Un altro esempio legato al reale/virtuale, può essere quello del “tradimento virtuale”: colui che intreccia una relazione extraconiugale via Internet, può sempre pensare e affermare di essere “a posto” perché non c’è niente di “reale”: è soltanto “virtuale!!”. Il partner “tradito” può sentirsi confuso e incapace di fronteggiare la situazione, visto che il “rivale” con cui si confronta nella realtà è il monitor di un computer: cosa può succedere in una coppia qualora si verificasse una situazione del genere?

Ancora una volta l’AT può offrire delle interessanti chiavi di lettura del comportamento di coloro che manipolano la propria identità in rete.

Riprendendo il concetto precedente di fame di carezze, oltre al fatto che, come abbiamo già detto, Internet permette di ovviare a delle situazioni di reale isolamento, esso può essere l’occasione per rinforzare la propria posizione copionale adattata: una persona può cercare e ottenere carezze mostrandosi per come “dovrebbe” essere, a partire dai dettami genitoriali; oppure, d’altra parte, può usare la rete per “ribellarsi” e trasgredire al dover essere, continuando tuttavia a restare imbrigliata nei limiti del proprio copione.

Possiamo riferirci, in questi casi, alla cosiddetta pseudologiafantastica (Snyder, 1986) presente nei disturbi marginali.

***

● Parti dell'esercizio:
1: Rispondi a queste domande sull'estratto:
(a) Con chi si confronta nella realtà il partner "tradito"?
(b) Quale concetto precedente viene ripreso a proposito di Internet?
(c) In quali disturbi l'estratto colloca la pseudologiafantastica?
2: Riscrivi il passo dell'estratto che comincia con "Riprendendo il concetto" e prosegue fino a "del proprio copione.", mettendo "utente" al posto di "persona".
Per rispondere basta l'estratto, senza altre fonti.

***

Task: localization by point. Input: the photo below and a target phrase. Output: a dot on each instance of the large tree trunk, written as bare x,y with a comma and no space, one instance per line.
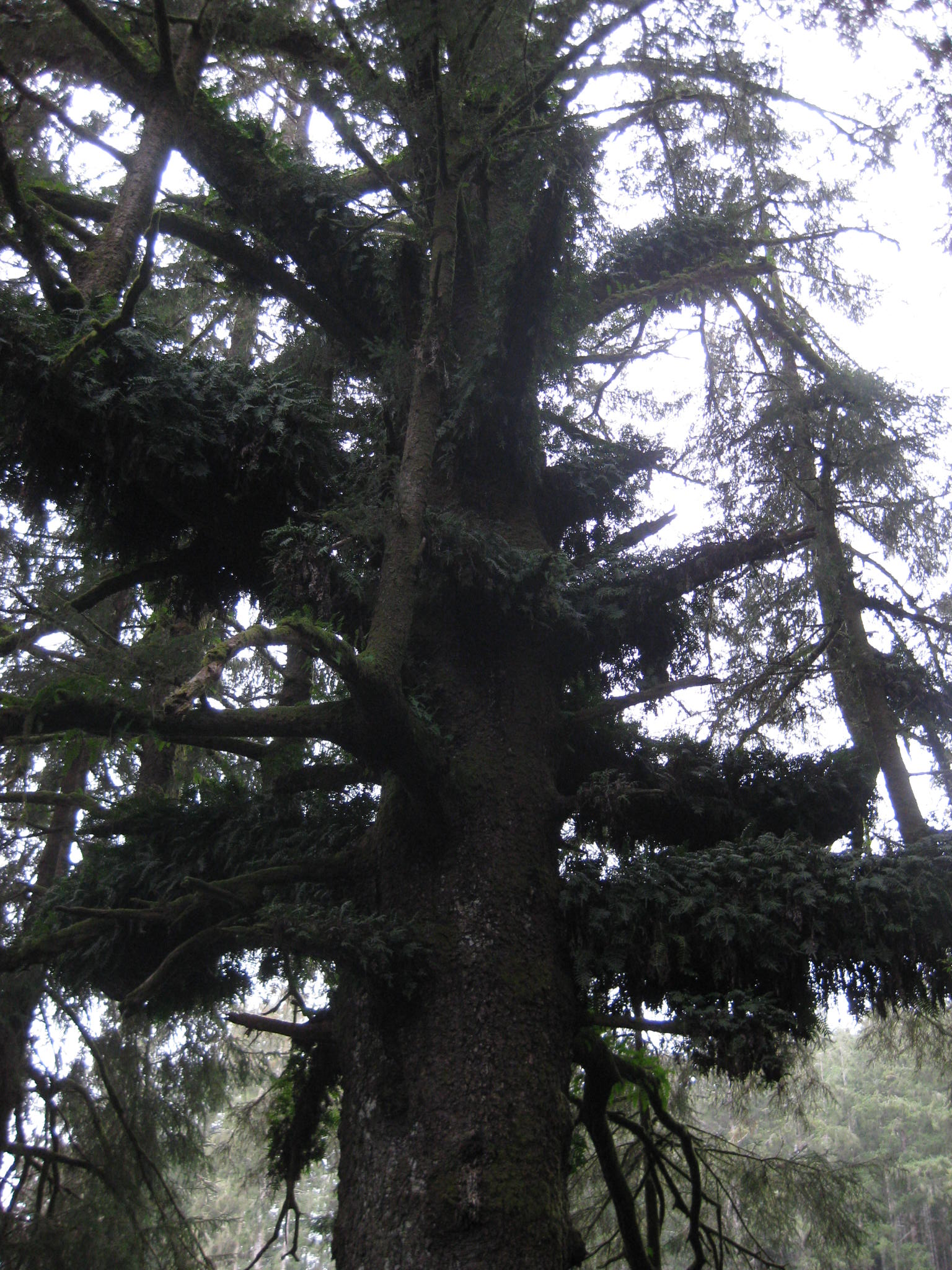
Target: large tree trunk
456,1122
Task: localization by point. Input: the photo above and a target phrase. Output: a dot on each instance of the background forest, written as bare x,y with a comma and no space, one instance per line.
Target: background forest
415,696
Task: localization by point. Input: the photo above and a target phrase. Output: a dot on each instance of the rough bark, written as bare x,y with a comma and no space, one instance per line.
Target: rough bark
455,1122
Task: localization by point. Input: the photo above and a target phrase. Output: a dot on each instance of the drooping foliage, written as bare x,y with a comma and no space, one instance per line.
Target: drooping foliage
337,644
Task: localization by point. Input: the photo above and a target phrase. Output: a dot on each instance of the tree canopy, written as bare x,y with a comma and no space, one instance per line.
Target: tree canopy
335,623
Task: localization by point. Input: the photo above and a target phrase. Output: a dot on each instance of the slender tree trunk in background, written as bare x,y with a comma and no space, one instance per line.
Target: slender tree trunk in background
455,1123
104,269
851,658
856,676
20,992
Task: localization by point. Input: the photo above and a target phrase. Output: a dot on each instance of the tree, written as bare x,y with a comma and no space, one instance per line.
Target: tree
355,389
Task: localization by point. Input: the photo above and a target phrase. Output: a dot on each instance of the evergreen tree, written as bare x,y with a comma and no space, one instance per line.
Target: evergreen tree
329,595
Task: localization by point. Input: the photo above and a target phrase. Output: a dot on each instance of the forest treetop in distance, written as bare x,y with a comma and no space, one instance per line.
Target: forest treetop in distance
382,397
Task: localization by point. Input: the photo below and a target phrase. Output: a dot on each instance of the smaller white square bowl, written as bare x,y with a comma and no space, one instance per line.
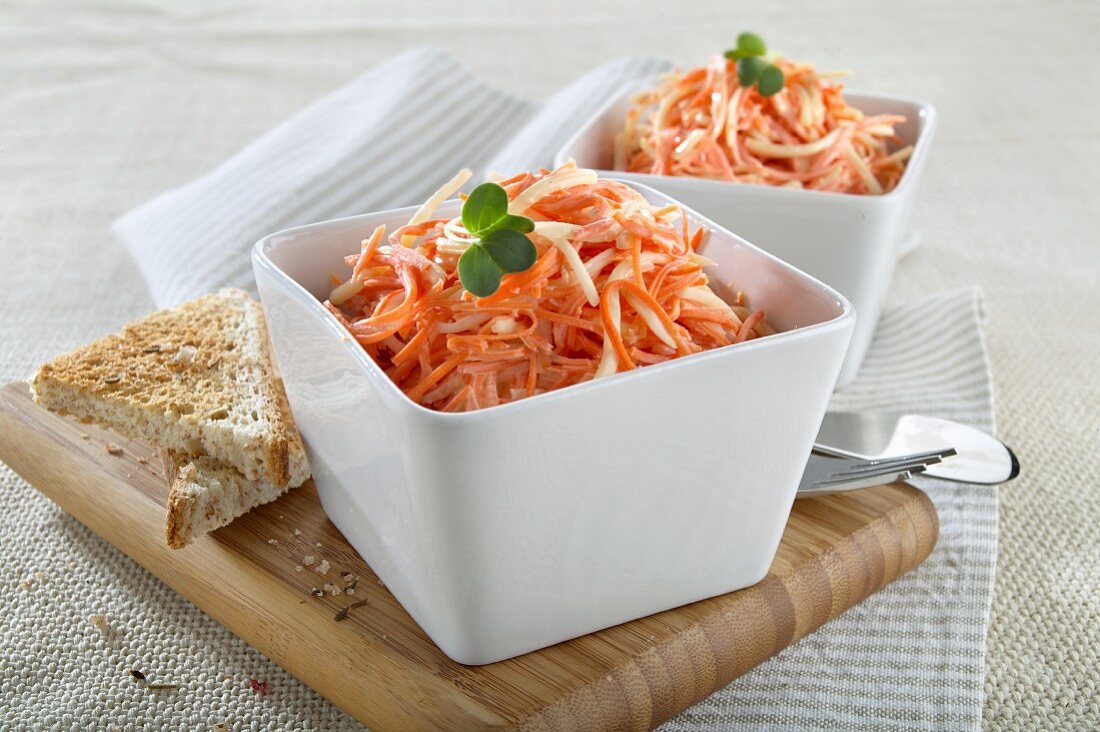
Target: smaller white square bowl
848,241
514,527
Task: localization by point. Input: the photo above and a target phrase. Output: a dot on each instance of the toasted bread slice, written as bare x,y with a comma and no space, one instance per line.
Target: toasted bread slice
207,494
197,379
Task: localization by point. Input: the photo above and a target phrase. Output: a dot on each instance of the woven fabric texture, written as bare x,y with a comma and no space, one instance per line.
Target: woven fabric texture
105,106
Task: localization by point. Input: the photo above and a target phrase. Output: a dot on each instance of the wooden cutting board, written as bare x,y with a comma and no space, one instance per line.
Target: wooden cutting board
380,667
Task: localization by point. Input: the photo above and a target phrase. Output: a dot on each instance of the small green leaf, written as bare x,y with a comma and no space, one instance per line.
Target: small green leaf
749,69
771,80
520,224
510,250
477,272
750,44
486,205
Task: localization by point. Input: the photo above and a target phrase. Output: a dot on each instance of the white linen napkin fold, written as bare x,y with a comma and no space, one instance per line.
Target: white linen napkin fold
912,655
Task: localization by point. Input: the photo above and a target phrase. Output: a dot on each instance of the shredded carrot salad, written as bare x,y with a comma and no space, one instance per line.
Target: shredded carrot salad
617,284
703,123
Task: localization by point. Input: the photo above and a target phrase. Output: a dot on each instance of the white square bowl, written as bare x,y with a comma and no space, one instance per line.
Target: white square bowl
846,240
509,528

***

● Soluzioni:
1:
(a) Con il monitor di un computer.
(b) Il concetto di fame di carezze.
(c) Nei disturbi marginali.

2:
Riprendendo il concetto precedente di fame di carezze, oltre al fatto che, come abbiamo già detto, Internet permette di ovviare a delle situazioni di reale isolamento, esso può essere l’occasione per rinforzare la propria posizione copionale adattata: una utente può cercare e ottenere carezze mostrandosi per come “dovrebbe” essere, a partire dai dettami genitoriali; oppure, d’altra parte, può usare la rete per “ribellarsi” e trasgredire al dover essere, continuando tuttavia a restare imbrigliata nei limiti del proprio copione.